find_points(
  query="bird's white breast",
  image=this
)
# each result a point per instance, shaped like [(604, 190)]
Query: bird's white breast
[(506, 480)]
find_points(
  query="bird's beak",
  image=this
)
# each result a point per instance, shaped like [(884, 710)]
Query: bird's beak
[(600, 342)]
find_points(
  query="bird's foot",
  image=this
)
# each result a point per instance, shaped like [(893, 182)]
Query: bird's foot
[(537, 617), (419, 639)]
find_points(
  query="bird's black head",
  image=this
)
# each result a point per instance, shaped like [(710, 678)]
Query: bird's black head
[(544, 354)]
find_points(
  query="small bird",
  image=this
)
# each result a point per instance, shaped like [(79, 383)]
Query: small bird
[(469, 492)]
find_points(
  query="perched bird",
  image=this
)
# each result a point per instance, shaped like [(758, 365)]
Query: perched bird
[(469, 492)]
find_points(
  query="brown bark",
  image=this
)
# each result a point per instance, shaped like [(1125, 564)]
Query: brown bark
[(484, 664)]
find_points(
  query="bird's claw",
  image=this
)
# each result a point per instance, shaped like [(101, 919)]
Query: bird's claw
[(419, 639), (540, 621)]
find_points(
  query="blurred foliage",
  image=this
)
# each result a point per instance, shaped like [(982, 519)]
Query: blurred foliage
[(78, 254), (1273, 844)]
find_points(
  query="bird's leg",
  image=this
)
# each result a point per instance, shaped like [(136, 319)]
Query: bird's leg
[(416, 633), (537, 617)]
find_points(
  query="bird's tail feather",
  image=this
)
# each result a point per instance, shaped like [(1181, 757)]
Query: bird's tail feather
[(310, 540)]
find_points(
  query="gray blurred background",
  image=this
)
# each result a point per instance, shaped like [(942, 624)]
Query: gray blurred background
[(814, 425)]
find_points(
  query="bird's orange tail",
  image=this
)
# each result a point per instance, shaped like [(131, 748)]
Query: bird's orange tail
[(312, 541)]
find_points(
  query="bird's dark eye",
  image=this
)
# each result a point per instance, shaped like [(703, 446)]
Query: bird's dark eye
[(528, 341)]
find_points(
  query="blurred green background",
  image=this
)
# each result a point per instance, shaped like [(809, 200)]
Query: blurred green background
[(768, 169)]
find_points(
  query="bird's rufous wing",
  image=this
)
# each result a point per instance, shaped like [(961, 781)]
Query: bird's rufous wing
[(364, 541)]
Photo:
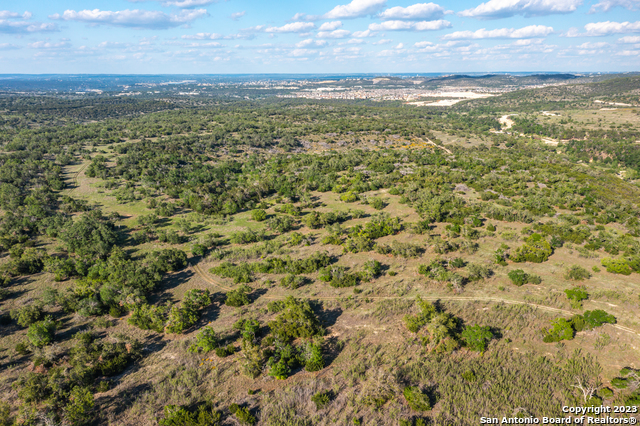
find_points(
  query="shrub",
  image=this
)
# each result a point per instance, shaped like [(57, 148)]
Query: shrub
[(417, 400), (258, 215), (206, 341), (577, 273), (597, 317), (292, 281), (617, 266), (477, 338), (605, 393), (561, 330), (620, 383), (519, 277), (245, 417), (238, 297), (296, 320), (536, 250), (321, 399), (577, 294), (28, 314), (181, 318), (148, 317), (41, 333), (349, 197)]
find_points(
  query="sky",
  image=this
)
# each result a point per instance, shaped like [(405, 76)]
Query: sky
[(320, 36)]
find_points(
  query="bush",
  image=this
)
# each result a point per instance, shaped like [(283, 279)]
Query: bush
[(245, 417), (41, 333), (238, 297), (321, 399), (296, 320), (596, 318), (28, 314), (477, 338), (148, 317), (561, 330), (577, 273), (206, 341), (258, 215), (519, 277), (617, 266), (577, 294), (620, 383), (417, 400), (205, 415), (536, 250), (180, 319)]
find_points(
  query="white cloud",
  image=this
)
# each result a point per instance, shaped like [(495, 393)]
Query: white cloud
[(237, 15), (9, 24), (362, 34), (356, 9), (494, 9), (311, 43), (48, 45), (410, 26), (596, 29), (183, 4), (606, 5), (629, 39), (203, 36), (330, 26), (589, 45), (334, 34), (416, 12), (132, 18), (530, 31), (294, 27), (188, 4)]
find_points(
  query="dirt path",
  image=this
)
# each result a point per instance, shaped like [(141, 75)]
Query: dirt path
[(196, 268)]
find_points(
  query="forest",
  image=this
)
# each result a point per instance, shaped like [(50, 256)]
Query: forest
[(273, 261)]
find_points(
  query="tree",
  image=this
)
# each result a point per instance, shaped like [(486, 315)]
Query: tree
[(91, 235), (78, 410), (41, 333), (477, 338)]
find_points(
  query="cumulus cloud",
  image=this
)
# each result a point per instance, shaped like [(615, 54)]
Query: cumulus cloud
[(410, 26), (356, 9), (629, 39), (49, 45), (416, 12), (494, 9), (311, 43), (596, 29), (203, 36), (132, 18), (334, 34), (330, 26), (530, 31), (606, 5), (293, 27), (183, 4), (15, 23), (362, 34)]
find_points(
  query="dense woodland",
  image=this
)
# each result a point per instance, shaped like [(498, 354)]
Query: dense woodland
[(191, 263)]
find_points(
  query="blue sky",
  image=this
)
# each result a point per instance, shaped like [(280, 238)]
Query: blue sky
[(321, 36)]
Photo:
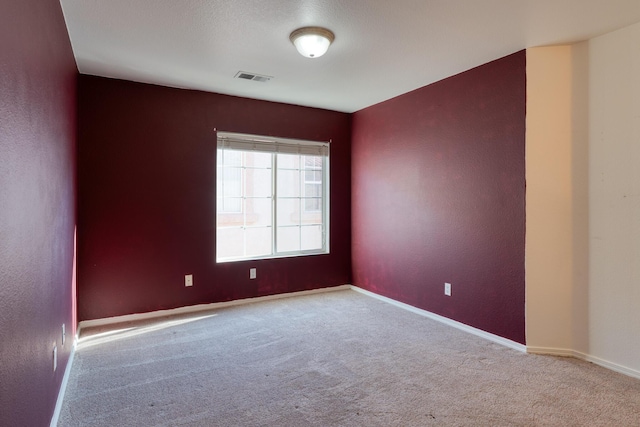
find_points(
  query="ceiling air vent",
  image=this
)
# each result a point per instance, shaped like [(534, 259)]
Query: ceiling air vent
[(252, 76)]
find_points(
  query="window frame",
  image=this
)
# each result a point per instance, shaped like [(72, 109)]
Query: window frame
[(275, 146)]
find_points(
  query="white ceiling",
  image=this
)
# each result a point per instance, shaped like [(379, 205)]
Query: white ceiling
[(383, 48)]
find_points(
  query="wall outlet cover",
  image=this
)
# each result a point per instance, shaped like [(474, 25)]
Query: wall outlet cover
[(447, 289)]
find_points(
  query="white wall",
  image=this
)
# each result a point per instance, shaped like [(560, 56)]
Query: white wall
[(549, 210), (583, 200), (614, 197)]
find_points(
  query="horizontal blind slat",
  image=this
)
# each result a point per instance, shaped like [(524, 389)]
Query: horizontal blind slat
[(246, 143)]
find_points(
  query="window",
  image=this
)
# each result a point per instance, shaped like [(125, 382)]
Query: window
[(272, 197)]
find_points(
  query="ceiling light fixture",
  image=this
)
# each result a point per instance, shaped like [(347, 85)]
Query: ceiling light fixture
[(312, 42)]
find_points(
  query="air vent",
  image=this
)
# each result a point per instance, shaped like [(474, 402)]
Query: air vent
[(252, 76)]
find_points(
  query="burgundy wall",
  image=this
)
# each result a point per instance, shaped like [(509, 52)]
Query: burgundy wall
[(37, 206), (438, 191), (146, 201)]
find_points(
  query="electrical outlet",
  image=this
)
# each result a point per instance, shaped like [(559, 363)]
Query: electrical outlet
[(447, 289)]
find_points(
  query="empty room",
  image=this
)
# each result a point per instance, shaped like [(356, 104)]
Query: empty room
[(433, 219)]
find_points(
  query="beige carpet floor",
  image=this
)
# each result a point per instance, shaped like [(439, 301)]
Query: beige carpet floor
[(331, 359)]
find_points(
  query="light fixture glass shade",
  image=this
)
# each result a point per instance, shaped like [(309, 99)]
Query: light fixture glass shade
[(312, 42)]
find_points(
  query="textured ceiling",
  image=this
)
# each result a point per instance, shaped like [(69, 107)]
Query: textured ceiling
[(383, 48)]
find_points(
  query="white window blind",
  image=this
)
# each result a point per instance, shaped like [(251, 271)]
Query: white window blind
[(245, 142), (272, 197)]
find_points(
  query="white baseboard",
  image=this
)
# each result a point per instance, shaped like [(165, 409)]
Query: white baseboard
[(550, 351), (461, 326), (63, 385), (466, 328), (200, 307)]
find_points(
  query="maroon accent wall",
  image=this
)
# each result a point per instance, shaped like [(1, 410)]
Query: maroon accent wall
[(438, 196), (37, 207), (146, 202)]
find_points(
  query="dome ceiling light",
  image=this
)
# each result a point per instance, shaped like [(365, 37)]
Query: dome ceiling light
[(312, 42)]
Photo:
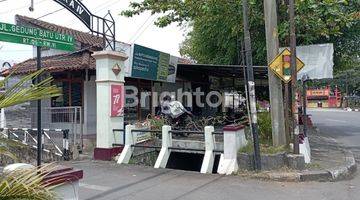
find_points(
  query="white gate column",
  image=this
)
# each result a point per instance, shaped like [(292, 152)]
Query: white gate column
[(110, 79)]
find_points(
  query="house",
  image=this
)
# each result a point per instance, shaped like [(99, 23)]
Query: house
[(147, 70)]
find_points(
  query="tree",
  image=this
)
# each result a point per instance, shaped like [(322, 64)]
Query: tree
[(216, 26), (26, 184), (20, 93)]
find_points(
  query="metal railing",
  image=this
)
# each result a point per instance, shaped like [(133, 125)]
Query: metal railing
[(59, 145), (70, 118)]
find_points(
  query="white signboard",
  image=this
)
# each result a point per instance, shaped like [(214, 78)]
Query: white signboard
[(318, 60)]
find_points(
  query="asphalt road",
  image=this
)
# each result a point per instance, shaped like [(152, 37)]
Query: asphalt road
[(111, 181), (342, 125)]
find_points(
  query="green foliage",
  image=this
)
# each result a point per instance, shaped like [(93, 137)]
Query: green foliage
[(265, 128), (156, 122), (27, 184), (216, 27)]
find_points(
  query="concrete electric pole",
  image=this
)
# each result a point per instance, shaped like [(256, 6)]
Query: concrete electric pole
[(295, 111), (251, 86), (279, 135)]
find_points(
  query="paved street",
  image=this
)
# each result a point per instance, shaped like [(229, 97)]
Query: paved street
[(110, 181), (342, 125)]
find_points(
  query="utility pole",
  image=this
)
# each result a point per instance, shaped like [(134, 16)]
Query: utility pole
[(295, 111), (251, 86), (275, 84), (39, 131)]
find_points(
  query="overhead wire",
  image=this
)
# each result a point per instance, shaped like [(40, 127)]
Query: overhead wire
[(19, 8)]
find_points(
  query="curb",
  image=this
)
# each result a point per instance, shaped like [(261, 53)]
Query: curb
[(347, 171), (352, 109), (344, 172)]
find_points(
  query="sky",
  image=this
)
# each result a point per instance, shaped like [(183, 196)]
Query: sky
[(139, 29)]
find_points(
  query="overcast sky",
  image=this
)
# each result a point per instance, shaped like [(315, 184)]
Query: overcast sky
[(139, 29)]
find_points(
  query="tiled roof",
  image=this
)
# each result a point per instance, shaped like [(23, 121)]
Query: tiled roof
[(84, 38), (64, 62)]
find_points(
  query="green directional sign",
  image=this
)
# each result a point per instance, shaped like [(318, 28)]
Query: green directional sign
[(36, 37)]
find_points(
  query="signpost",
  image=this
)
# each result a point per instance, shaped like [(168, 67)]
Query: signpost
[(78, 9), (39, 38), (153, 65), (36, 37), (281, 65)]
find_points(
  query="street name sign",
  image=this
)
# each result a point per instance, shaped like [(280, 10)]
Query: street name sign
[(78, 9), (281, 65), (36, 37)]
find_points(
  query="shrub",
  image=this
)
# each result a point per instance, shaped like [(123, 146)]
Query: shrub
[(265, 129)]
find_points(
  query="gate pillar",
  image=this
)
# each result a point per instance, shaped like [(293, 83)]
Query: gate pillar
[(110, 100)]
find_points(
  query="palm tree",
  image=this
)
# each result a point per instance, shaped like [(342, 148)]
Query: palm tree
[(20, 93)]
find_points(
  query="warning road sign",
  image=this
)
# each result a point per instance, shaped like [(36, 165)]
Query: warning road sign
[(281, 65)]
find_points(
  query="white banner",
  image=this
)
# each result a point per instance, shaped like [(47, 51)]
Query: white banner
[(318, 60)]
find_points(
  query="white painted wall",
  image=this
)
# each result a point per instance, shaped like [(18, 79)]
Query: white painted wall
[(90, 106)]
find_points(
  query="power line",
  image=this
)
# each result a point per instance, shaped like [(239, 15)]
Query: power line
[(50, 13), (136, 35), (19, 8)]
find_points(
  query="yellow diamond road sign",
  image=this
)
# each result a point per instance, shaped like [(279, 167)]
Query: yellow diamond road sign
[(281, 65)]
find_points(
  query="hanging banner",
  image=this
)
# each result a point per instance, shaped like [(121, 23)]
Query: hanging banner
[(117, 100), (153, 65)]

......

§ ЗАДАНИЕ:
Перепишите, пожалуйста, без изменений всё от самого начала данных вниз до строки с «[(528, 341)]» включительно.

§ ОТВЕТ:
find_points(
  query="bird's white breast",
  image=this
)
# each result a point per instance, shaped like [(604, 190)]
Query: bird's white breast
[(506, 480)]
find_points(
  query="bird's beak",
  image=this
)
# each result a point per instance, shaped like [(884, 710)]
Query: bird's beak
[(600, 342)]
find_points(
  query="bird's foot",
  image=this
)
# each result a point per instance, shaped like [(893, 182)]
Query: bird's foot
[(537, 617), (419, 639)]
find_points(
  query="bird's black head",
  image=this
)
# each result a point per instance, shaped like [(710, 678)]
Query: bird's black head
[(544, 354)]
find_points(
  query="small bird",
  image=this
)
# each result a point per instance, shaped like [(79, 383)]
Query: small bird
[(469, 492)]
find_points(
  query="perched bird",
  image=this
)
# each result a point per instance, shaped like [(758, 365)]
Query: perched bird
[(469, 492)]
find_points(
  query="brown bark",
  image=this
)
# each result a point per instance, shaped like [(1125, 564)]
Query: brown bark
[(484, 664)]
find_points(
  query="bird's claw",
  image=this
)
# each result a point per instance, shaped like [(101, 919)]
Query: bird's claw
[(419, 639), (540, 621)]
find_points(
  query="blurred foliage",
  image=this
)
# each result a point per instance, shaped like [(982, 519)]
Query: blurred foliage
[(78, 254), (1273, 844)]
find_points(
  query="bird's leg",
  image=this
)
# each result a point per instance, shaped like [(136, 319)]
Query: bird's leg
[(416, 633), (537, 617)]
find_points(
  query="bird's tail feather",
  image=this
)
# each result a point per instance, shaped like [(1181, 757)]
Query: bird's tail feather
[(310, 540)]
find_points(
  query="gray blurred background",
  image=this
)
# each result a point per instance, shaped like [(942, 624)]
Query: gray blurred background
[(814, 425)]
find_points(
  query="bird's orange tail",
  image=this
)
# each result a point per instance, shaped like [(131, 748)]
Query: bird's orange tail
[(312, 541)]
find_points(
  query="bird's dark eye",
  image=this
)
# each result a point per instance, shaped like [(703, 446)]
Query: bird's dark eye
[(528, 341)]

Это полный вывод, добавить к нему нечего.